**Task goal:** Copy every line below, unchanged, from the line containing "Note: locate the white" down to the line containing "pixel 102 34", with both of those lines included.

▼

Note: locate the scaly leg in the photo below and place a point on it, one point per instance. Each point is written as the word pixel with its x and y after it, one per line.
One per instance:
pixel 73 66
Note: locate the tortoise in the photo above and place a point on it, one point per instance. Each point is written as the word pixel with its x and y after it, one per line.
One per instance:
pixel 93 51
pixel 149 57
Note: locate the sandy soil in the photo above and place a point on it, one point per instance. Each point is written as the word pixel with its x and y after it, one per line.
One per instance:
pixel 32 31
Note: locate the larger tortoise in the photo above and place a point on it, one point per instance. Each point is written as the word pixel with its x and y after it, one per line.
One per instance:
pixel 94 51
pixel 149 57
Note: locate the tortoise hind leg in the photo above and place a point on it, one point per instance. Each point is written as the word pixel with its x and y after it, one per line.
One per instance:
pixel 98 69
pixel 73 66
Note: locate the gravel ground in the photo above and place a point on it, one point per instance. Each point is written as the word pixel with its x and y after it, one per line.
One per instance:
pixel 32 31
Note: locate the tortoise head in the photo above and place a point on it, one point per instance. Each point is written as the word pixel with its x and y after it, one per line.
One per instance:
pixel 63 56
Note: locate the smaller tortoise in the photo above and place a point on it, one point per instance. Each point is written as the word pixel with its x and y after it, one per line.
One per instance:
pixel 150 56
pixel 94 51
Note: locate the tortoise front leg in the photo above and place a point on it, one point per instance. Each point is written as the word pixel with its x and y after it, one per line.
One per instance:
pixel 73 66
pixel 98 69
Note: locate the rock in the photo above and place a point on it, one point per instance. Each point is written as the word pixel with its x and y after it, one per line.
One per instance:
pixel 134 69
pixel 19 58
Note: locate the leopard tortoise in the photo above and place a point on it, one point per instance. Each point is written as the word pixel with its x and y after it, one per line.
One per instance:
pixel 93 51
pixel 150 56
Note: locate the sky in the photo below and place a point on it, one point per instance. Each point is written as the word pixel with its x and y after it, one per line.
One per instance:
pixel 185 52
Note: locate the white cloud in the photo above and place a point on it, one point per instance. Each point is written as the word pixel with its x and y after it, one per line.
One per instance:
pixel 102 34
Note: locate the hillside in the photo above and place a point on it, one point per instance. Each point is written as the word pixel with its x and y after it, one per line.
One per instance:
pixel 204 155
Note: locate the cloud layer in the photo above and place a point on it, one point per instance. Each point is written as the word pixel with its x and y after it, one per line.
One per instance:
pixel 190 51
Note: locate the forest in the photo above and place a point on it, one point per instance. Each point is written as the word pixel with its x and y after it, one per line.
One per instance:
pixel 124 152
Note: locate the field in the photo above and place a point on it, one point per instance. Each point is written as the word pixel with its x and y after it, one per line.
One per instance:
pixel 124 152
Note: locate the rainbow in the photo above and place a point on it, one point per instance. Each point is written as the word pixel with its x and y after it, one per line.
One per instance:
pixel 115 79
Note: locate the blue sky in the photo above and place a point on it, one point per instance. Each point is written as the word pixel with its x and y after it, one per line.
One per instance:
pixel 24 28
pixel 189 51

▲

**Exercise result:**
Note: locate the white cloud in the photo above and place a point on it, one point per instance. Each point is written as the word pixel with its x and y after it, one per line.
One per instance:
pixel 102 34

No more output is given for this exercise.